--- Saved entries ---
·····
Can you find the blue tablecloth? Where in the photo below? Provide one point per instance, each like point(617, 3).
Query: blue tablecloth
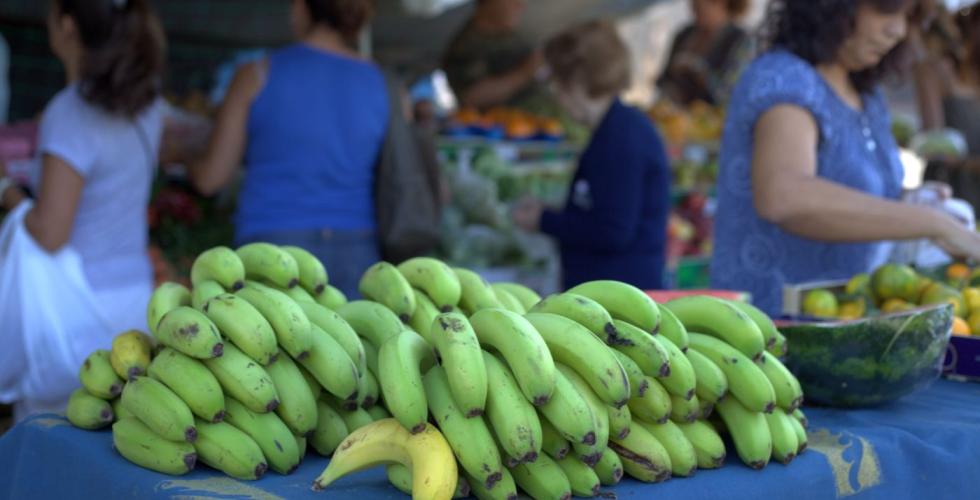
point(925, 446)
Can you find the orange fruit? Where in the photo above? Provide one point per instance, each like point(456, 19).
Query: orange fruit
point(962, 327)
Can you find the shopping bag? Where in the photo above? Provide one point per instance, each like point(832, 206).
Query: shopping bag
point(49, 317)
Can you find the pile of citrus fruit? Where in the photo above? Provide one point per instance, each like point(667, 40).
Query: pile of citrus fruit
point(895, 287)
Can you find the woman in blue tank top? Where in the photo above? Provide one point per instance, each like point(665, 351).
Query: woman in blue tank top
point(308, 121)
point(810, 176)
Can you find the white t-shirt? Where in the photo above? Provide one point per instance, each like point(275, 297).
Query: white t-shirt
point(116, 156)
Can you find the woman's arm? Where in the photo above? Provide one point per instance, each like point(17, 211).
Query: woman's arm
point(788, 193)
point(227, 145)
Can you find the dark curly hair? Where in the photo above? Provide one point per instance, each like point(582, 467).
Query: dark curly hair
point(124, 52)
point(815, 30)
point(345, 16)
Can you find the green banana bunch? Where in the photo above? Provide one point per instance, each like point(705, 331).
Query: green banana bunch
point(508, 301)
point(746, 381)
point(708, 446)
point(220, 265)
point(86, 411)
point(330, 430)
point(130, 354)
point(718, 318)
point(654, 405)
point(749, 431)
point(273, 437)
point(642, 348)
point(624, 302)
point(244, 379)
point(461, 356)
point(642, 455)
point(521, 346)
point(190, 332)
point(583, 310)
point(189, 379)
point(167, 297)
point(712, 384)
point(609, 468)
point(402, 359)
point(527, 297)
point(552, 442)
point(589, 453)
point(475, 292)
point(160, 409)
point(435, 278)
point(312, 275)
point(291, 326)
point(372, 321)
point(574, 346)
point(384, 284)
point(297, 405)
point(785, 443)
point(789, 394)
point(244, 325)
point(331, 366)
point(542, 478)
point(205, 291)
point(672, 328)
point(683, 458)
point(268, 262)
point(230, 450)
point(513, 419)
point(141, 446)
point(684, 410)
point(570, 413)
point(619, 421)
point(98, 377)
point(331, 298)
point(425, 313)
point(769, 331)
point(583, 481)
point(468, 436)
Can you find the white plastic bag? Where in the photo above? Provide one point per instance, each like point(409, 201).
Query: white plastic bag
point(49, 317)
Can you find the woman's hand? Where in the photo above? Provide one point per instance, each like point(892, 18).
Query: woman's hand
point(526, 214)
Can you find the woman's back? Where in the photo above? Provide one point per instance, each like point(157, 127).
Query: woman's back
point(314, 134)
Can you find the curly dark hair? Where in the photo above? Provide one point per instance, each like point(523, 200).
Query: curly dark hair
point(815, 30)
point(124, 56)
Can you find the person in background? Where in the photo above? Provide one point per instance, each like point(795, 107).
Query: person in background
point(614, 223)
point(810, 177)
point(98, 145)
point(707, 56)
point(309, 122)
point(488, 63)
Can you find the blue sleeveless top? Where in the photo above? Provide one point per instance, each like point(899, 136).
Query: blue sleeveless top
point(855, 149)
point(314, 134)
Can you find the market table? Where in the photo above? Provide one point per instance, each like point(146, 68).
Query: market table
point(925, 446)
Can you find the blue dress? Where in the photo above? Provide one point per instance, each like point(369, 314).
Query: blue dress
point(855, 149)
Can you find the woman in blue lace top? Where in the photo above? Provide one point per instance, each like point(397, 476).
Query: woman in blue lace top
point(810, 175)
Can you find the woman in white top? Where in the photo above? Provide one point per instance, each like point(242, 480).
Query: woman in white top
point(98, 145)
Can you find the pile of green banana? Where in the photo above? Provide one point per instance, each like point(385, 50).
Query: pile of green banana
point(459, 386)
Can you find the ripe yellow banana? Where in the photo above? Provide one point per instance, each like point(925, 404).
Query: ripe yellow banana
point(191, 381)
point(623, 301)
point(165, 298)
point(384, 284)
point(141, 446)
point(86, 411)
point(426, 454)
point(221, 265)
point(435, 278)
point(265, 261)
point(130, 355)
point(98, 377)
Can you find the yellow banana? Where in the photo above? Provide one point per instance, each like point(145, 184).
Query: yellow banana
point(426, 454)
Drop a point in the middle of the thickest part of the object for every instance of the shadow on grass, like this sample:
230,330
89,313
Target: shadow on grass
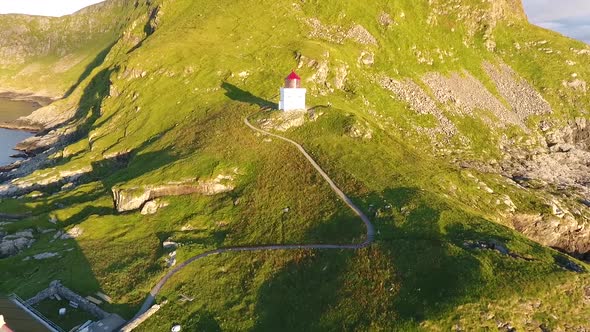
237,94
415,271
97,61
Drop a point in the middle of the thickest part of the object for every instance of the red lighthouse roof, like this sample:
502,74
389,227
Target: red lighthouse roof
293,76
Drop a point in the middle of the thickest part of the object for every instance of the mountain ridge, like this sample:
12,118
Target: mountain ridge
437,118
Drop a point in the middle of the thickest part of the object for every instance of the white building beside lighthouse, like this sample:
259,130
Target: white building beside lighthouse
292,94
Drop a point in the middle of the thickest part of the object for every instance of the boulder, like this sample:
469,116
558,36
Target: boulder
129,199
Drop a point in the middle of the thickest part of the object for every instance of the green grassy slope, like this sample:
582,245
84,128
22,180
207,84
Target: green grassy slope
172,93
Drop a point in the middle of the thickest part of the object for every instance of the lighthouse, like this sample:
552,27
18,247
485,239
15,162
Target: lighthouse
292,94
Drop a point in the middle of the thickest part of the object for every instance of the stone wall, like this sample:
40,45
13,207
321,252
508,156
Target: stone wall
55,287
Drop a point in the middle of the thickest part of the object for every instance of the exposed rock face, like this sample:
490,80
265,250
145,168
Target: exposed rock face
130,199
563,160
523,98
153,206
21,187
13,244
337,34
419,101
466,94
283,121
567,233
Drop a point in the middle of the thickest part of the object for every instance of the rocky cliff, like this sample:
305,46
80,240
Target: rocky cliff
458,126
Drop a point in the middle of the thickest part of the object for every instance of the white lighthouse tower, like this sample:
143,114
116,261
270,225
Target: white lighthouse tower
292,95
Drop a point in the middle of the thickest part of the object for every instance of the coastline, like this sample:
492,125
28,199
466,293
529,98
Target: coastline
21,124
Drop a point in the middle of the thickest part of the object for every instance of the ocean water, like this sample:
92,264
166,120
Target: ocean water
11,110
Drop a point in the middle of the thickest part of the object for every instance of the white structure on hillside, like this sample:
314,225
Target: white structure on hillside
292,95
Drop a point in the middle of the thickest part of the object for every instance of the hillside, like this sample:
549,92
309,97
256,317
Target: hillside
460,129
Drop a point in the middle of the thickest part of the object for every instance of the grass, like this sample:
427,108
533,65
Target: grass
174,107
72,318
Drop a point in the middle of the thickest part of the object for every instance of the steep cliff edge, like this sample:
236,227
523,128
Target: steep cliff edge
461,129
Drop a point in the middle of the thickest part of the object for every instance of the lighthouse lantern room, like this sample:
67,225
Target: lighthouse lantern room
292,94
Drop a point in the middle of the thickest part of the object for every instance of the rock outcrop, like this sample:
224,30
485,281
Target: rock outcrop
13,244
129,199
566,234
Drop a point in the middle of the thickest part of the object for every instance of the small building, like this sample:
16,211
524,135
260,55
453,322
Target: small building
292,94
17,316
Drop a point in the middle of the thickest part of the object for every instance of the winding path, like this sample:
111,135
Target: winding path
369,226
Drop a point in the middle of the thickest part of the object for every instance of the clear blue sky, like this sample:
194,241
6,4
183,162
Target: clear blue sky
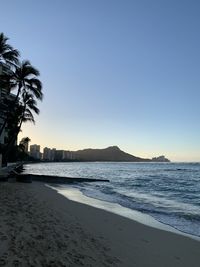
·····
--- Exercise ---
Each entry gets copied exactly; the pictures stay out.

--- Exercise answer ---
Can you find the blue tablecloth? Where in the photo below? Provide one point per instance, each like point(617, 3).
Query: blue tablecloth
point(925, 446)
Can you find the orange fruit? Where in the photo above? Provide one point per instance, each like point(456, 19).
Query: orange fruit
point(962, 327)
Can you find the shopping bag? Where in the photo above? Provide one point per instance, each like point(832, 206).
Query: shopping bag
point(49, 317)
Can you find the pile of citrus fruit? Where in the photo above? Provide one point per instance, each like point(667, 40).
Query: pile of citrus fruit
point(895, 287)
Can you find the woman in blue tank top? Where in the photo above? Provide one point per instance, each like point(665, 351).
Query: woman in blue tank top
point(308, 121)
point(810, 176)
Can you find the white t-shirt? Where in the photo above? Provide one point per instance, each like point(275, 297).
Query: white t-shirt
point(116, 156)
Can you find the woman's arm? Where in the photo above? Provide one point per instance, each like point(17, 211).
Query: woman's arm
point(788, 193)
point(227, 145)
Can you find the dark curly hair? Where in the photo above? Provide one point per instance, each like point(582, 467).
Query: dark curly hair
point(124, 52)
point(815, 30)
point(345, 16)
Can you find the green banana bunch? Where in the photo above? Provide one point per instance, each like point(705, 331).
Query: green banana bunch
point(508, 301)
point(746, 381)
point(708, 446)
point(220, 265)
point(86, 411)
point(330, 430)
point(130, 354)
point(718, 318)
point(654, 405)
point(749, 431)
point(273, 437)
point(642, 348)
point(624, 302)
point(244, 379)
point(461, 356)
point(642, 455)
point(521, 346)
point(190, 332)
point(583, 310)
point(189, 379)
point(167, 297)
point(712, 384)
point(609, 468)
point(402, 359)
point(527, 297)
point(552, 442)
point(589, 453)
point(475, 292)
point(160, 409)
point(435, 278)
point(312, 275)
point(291, 326)
point(372, 321)
point(574, 346)
point(384, 284)
point(297, 405)
point(785, 443)
point(789, 394)
point(244, 325)
point(331, 366)
point(542, 478)
point(205, 291)
point(672, 328)
point(683, 458)
point(268, 262)
point(230, 450)
point(513, 419)
point(141, 446)
point(684, 410)
point(570, 413)
point(619, 421)
point(98, 377)
point(331, 298)
point(425, 313)
point(769, 331)
point(583, 481)
point(468, 436)
Can you find the white plastic bag? Where in the photo above? Provide one point per instance, each like point(409, 201).
Query: white plastic bag
point(49, 317)
Can you find the woman's hand? Where in the photo above? Provide one point per instance, each like point(892, 18).
Query: woman's hand
point(526, 214)
Can you find the woman's back? Where in the photo above? Provide one point per instance, each like point(157, 127).
Query: woman's back
point(314, 134)
Can you find the curly dark hair? Where in the photo above? Provide one point per instance, each like point(523, 200).
Query: curly dark hair
point(815, 30)
point(124, 56)
Can you find the person in background? Where in the photo above? Provide one point per instance, each like point(795, 107).
Query: person in background
point(614, 223)
point(810, 177)
point(98, 145)
point(707, 56)
point(309, 122)
point(488, 63)
Can you find the blue sleeveless top? Where in the photo above? Provide one point per instance, each like point(899, 136).
Query: blue sleeveless top
point(855, 149)
point(314, 134)
Can you find the market table? Where in the photo above? Provide one point per instance, each like point(146, 68).
Query: market table
point(925, 446)
Can you find the blue dress? Where in the photo above? Provide one point per instance, each like point(369, 314).
Query: blue dress
point(855, 149)
Can you find the woman in blue lace top? Where in the photo above? Provide one point per instance, each like point(397, 476).
Query: woman in blue lace top
point(810, 175)
Can you find the woman in white top? Where in the photo above? Provide one point per instance, each like point(242, 480).
Query: woman in white top
point(98, 145)
Can you find the pile of green banana? Where in the photo above? Provide one point per instance, each like point(385, 50).
Query: pile of green banana
point(459, 386)
Can you find the ripe yellow banana? Where in the photo above? Provide one point per instance, each like point(925, 404).
Query: ripe yellow banana
point(191, 381)
point(623, 301)
point(165, 298)
point(384, 284)
point(141, 446)
point(86, 411)
point(426, 454)
point(221, 265)
point(435, 278)
point(265, 261)
point(130, 355)
point(98, 377)
Can you find the yellow banana? Where in the photo above? Provide one point per instance, each like point(145, 184).
Query: yellow banana
point(426, 454)
Drop a point in the middle of the thickest part of the object for every instance of the shadow on grass, like this sample:
230,330
89,313
Target: shadow on grass
237,94
415,271
97,61
Drop a point in the middle of the thickest part of the object for every instance of the red lighthouse roof, like this sample:
502,74
389,227
Target: red lighthouse roof
293,76
Drop a point in the middle of the thickest part of the object for every instance of the mountain ridge, like this sample:
12,118
Target: mountain ridge
437,118
Drop a point in the middle of the thickest part of the object for every instance of the white building beside lighthouse, like this sample:
259,130
Target: white building beside lighthouse
292,94
Drop a point in the middle of the thickest part of the object for every instance of the boulder, like this sample:
469,116
558,36
Target: boulder
129,199
Drop a point in the middle of the thickest part of the object for every instance of the green grassy slope, like this sample:
582,245
84,128
22,180
207,84
Target: green grassy slope
172,93
Drop a point in the middle of the thickest part of the object for every instance of the lighthouse, like this sample:
552,27
18,247
485,239
15,162
Target: lighthouse
292,94
Drop a point in the middle of the thickest part of the object for every instance of the stone wall, like this sample:
40,45
13,207
321,252
508,156
Target: stone wall
55,287
Drop a point in the middle of the thickest part of the object for every instance of the exposed rock face, like this sample:
490,80
265,250
145,168
Target: exposed rock face
130,199
563,160
523,98
153,206
21,187
13,244
337,34
419,101
466,94
283,121
567,233
Drop a point in the middle of the thickest part of the object for every instance of the rocky cliff, like this sample:
305,46
80,240
Target: rocky cliff
458,126
Drop a point in the middle of the thickest part of the object for every instance of the white lighthouse tower, like this sample:
143,114
116,261
270,225
Target: white lighthouse tower
292,95
Drop a point in the middle of the thickest part of the object for every instance of the coastline, like this sample:
492,125
28,199
466,293
529,98
Target: coastline
21,124
Drop a point in the middle of the thickest part of the object for every instance of the ocean water, like this sample:
92,264
166,120
Target: ocean water
11,110
Drop a point in the middle of the thickest part of the object for every instance of the white structure on hillside, like this sample:
314,225
Target: white structure on hillside
292,95
Drop a point in the middle of the thickest part of the object for every instance of the hillside, like this sample:
549,92
309,97
256,317
Target: hillside
460,129
Drop a point in the middle of the thickest part of the object for every instance of the grass, like this sample:
427,108
533,65
Target: grass
174,107
72,318
Drop a point in the middle of the thickest part of the object for every instance of the steep cliff edge, like this sample:
236,227
523,128
Target: steep cliff edge
461,129
Drop a point in the middle of the thickest part of the object for every instance of the lighthouse lantern room, like this sample:
67,225
Target: lighthouse lantern room
292,94
Drop a point in the middle of the thickest part of the object for every instance of the rock outcrop, like this sample:
224,30
485,281
Target: rock outcrop
13,244
129,199
566,234
Drop a point in the middle of the thickest part of the object for every instance of the small building, like this sample:
16,211
524,135
260,55
453,322
Target: small building
292,94
17,316
Drop a point in the middle of the thickest part of the object for every instance of the winding path, like this sample:
111,135
Target: winding path
369,226
Drop a point in the middle of the thickest part of the object for every instance of the clear blue sky, like this sample:
194,241
6,4
183,162
Target: clear blue sky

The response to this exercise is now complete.